> [Aim of the exercise]: After locating the line with "Target: white plate" in the data that follows, return it and every later line exactly, up to and including the line with "layer in this photo.".

....

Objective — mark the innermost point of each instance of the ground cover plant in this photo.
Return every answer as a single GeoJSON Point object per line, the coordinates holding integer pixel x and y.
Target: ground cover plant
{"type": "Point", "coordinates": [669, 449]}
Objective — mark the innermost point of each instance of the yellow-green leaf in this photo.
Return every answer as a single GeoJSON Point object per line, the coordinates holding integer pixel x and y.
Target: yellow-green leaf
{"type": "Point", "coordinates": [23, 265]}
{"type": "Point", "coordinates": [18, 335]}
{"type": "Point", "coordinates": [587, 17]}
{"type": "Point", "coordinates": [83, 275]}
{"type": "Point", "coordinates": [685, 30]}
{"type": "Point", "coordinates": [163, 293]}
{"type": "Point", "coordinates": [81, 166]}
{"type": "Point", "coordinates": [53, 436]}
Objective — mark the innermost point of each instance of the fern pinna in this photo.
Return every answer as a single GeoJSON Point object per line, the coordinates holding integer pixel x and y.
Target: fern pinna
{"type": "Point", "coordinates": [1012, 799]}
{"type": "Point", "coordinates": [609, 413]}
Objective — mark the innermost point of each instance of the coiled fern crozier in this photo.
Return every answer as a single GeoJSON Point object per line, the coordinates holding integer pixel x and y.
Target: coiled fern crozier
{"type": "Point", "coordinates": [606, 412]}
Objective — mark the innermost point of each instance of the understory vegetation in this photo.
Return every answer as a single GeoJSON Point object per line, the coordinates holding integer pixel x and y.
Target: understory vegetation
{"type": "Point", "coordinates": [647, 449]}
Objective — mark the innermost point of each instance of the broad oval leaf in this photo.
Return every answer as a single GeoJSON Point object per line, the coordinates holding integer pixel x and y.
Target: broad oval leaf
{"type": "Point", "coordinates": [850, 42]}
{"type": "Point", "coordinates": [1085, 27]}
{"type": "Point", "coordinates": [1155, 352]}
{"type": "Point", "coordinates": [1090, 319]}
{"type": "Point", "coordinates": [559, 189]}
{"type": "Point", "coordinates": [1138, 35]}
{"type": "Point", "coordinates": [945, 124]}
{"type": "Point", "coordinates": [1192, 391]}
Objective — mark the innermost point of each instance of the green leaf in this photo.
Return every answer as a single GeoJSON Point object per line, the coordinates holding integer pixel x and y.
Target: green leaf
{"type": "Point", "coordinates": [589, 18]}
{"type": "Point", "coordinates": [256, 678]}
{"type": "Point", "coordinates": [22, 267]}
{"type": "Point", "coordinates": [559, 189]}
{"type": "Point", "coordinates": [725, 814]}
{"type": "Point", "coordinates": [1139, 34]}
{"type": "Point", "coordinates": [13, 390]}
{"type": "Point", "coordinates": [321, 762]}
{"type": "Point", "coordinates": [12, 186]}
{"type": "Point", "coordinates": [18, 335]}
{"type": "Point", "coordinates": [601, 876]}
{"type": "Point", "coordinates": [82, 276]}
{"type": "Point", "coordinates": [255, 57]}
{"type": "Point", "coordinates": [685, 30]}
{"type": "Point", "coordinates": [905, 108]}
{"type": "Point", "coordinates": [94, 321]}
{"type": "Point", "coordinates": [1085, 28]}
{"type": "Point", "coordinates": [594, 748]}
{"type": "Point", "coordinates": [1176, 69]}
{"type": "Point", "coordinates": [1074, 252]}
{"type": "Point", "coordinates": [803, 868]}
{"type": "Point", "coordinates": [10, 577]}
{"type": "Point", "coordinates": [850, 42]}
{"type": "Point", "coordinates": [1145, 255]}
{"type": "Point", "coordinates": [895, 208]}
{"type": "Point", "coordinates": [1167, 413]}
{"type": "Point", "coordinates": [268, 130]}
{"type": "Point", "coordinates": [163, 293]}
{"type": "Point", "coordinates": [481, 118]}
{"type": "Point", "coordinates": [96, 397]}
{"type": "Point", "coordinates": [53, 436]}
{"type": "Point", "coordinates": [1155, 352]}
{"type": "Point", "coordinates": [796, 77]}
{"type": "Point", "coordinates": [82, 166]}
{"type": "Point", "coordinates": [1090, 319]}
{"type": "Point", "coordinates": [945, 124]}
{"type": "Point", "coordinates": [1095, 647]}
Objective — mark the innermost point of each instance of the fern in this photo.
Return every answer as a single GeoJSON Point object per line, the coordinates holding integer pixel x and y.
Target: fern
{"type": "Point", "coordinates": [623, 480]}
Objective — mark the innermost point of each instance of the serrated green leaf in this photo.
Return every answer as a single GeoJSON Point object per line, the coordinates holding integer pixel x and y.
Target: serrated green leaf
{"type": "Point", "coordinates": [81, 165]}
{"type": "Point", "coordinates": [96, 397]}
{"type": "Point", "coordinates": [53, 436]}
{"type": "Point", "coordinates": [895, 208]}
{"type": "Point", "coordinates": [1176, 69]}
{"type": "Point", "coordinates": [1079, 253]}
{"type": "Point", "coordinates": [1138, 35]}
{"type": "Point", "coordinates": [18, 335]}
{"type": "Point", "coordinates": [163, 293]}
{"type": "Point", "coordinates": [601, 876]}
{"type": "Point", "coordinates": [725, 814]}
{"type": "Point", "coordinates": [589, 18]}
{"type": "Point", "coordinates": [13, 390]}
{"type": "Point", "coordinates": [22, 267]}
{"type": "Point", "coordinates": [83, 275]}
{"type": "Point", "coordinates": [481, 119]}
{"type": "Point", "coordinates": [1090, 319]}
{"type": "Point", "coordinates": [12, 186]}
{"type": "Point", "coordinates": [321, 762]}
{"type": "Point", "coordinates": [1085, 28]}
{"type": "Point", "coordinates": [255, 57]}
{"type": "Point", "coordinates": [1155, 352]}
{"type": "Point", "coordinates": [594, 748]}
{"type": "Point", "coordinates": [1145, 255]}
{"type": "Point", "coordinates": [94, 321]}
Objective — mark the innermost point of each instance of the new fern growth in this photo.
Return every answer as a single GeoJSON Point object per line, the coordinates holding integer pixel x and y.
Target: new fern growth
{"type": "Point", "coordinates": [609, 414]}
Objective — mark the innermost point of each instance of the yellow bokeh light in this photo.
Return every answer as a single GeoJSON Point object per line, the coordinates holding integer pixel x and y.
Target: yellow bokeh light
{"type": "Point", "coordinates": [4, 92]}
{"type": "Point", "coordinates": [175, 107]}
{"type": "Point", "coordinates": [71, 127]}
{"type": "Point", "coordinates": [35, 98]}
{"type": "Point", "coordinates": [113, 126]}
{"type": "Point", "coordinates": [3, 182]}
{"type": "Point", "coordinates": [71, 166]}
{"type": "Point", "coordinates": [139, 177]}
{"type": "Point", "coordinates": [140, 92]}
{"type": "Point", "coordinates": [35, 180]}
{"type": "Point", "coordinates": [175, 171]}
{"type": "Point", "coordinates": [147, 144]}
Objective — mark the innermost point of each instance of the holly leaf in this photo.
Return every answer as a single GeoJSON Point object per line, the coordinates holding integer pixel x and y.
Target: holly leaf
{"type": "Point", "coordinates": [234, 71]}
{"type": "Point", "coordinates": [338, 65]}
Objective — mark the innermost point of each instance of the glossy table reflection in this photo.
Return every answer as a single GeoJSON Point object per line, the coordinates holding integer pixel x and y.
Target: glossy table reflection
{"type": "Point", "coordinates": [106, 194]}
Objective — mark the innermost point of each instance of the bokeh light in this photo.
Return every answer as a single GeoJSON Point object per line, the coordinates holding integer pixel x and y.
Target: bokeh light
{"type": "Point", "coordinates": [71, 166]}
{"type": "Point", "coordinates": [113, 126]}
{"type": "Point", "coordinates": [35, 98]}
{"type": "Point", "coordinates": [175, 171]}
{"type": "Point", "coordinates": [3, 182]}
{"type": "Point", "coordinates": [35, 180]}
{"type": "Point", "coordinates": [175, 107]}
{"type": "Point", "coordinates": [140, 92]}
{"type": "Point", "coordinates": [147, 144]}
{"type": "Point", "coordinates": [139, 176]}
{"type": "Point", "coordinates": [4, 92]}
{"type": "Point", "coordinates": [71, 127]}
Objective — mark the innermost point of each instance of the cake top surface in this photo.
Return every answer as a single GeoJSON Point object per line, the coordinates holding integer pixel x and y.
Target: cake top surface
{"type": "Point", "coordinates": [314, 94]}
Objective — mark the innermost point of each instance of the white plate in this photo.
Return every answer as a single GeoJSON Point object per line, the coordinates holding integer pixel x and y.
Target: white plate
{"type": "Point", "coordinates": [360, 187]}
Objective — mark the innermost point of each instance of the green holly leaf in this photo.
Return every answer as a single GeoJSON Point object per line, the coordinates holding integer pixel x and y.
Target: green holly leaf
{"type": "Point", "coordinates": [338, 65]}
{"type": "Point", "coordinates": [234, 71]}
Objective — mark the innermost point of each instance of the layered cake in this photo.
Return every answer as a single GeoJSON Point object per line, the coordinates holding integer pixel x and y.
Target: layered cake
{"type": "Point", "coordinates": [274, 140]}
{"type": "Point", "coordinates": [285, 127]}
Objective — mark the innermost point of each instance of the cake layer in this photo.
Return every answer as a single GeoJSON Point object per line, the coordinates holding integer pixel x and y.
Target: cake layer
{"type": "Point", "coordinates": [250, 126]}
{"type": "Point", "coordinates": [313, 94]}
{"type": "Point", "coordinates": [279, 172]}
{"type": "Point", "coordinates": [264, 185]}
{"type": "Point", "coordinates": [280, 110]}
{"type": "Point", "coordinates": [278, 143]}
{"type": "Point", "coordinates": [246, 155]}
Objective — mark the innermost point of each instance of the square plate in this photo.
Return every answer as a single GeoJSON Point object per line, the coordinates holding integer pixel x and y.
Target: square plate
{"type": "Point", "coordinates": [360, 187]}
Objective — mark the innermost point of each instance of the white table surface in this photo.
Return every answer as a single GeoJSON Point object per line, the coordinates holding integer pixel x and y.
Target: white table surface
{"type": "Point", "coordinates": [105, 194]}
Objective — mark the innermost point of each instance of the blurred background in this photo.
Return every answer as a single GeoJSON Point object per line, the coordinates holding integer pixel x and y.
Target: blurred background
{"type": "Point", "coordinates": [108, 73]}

....

> [Written answer]:
Target: white plate
{"type": "Point", "coordinates": [360, 187]}
Objective — mark the innermost point of each instance of the green holly leaf in this photo.
Return every answer as a single GeoJSON Point object per line, the coordinates holding integer pixel x and y.
Target: green holly leaf
{"type": "Point", "coordinates": [338, 65]}
{"type": "Point", "coordinates": [234, 71]}
Objective — mark the innermost point of each instance of the layered cake in this photo.
Return every answer as a single GeoJSON Point object per line, the coordinates holding integer pixel x and y.
Target: layered cake
{"type": "Point", "coordinates": [274, 140]}
{"type": "Point", "coordinates": [285, 127]}
Objective — mark the innermost point of each instance of the cake layer in this photo.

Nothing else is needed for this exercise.